- _Records shown_:

========

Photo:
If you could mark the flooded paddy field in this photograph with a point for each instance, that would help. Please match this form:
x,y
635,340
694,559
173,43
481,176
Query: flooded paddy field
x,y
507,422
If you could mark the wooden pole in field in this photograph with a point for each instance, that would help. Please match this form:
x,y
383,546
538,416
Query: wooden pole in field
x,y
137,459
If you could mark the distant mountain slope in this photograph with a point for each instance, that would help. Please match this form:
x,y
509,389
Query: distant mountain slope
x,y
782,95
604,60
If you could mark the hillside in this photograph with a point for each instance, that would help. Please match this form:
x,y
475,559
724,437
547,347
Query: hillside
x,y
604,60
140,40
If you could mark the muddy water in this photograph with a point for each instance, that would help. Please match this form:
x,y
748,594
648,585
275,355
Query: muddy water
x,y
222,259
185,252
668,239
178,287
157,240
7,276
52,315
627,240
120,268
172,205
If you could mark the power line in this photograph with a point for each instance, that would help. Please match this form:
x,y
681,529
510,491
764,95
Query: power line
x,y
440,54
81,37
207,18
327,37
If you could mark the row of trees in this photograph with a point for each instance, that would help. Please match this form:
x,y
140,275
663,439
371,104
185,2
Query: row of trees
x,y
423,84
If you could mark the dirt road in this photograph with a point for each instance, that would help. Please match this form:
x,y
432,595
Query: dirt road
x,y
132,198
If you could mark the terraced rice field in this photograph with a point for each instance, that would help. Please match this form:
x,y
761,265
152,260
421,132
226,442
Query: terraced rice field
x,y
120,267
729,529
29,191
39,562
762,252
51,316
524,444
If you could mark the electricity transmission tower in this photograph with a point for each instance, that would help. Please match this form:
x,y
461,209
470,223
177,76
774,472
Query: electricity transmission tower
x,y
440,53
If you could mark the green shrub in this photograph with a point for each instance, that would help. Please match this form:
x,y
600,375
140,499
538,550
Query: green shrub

========

- _What this task involves_: Set each line down exactly, starting with the one that contains "If you could mark the power" and ending with the last line of the listing; add nothing else.

- _Answer to the exercise_:
If you could mark the power line in this photograph with a point for each instance, that would help. Please match this form:
x,y
681,529
510,491
764,95
Query: power line
x,y
440,54
81,37
207,18
327,37
If you could mark the row of trees in this photograph with a point for each instance, that would help. Please match this form:
x,y
140,275
663,439
371,104
185,2
Query: row of trees
x,y
423,84
If you could mark the dirt road in this photograph with a point for each instance, that would help. Please match this form:
x,y
432,595
Query: dirt road
x,y
132,198
If you could mark the terraced rice field in this photograph with a point for each instance, that would help. Please match this form:
x,y
761,265
152,260
421,132
226,442
Query: terraced rice field
x,y
120,267
729,529
29,191
39,562
762,252
51,316
524,444
If you could mark the electricity transmission tower in this photograph with a point for each instance, that would help. Please match this form:
x,y
461,209
470,223
177,76
774,472
Query: electricity transmission tower
x,y
440,53
If you could mark the green shrub in this photograph with a point for each instance, that would help. Please match this form:
x,y
600,375
140,499
538,550
Query: green shrub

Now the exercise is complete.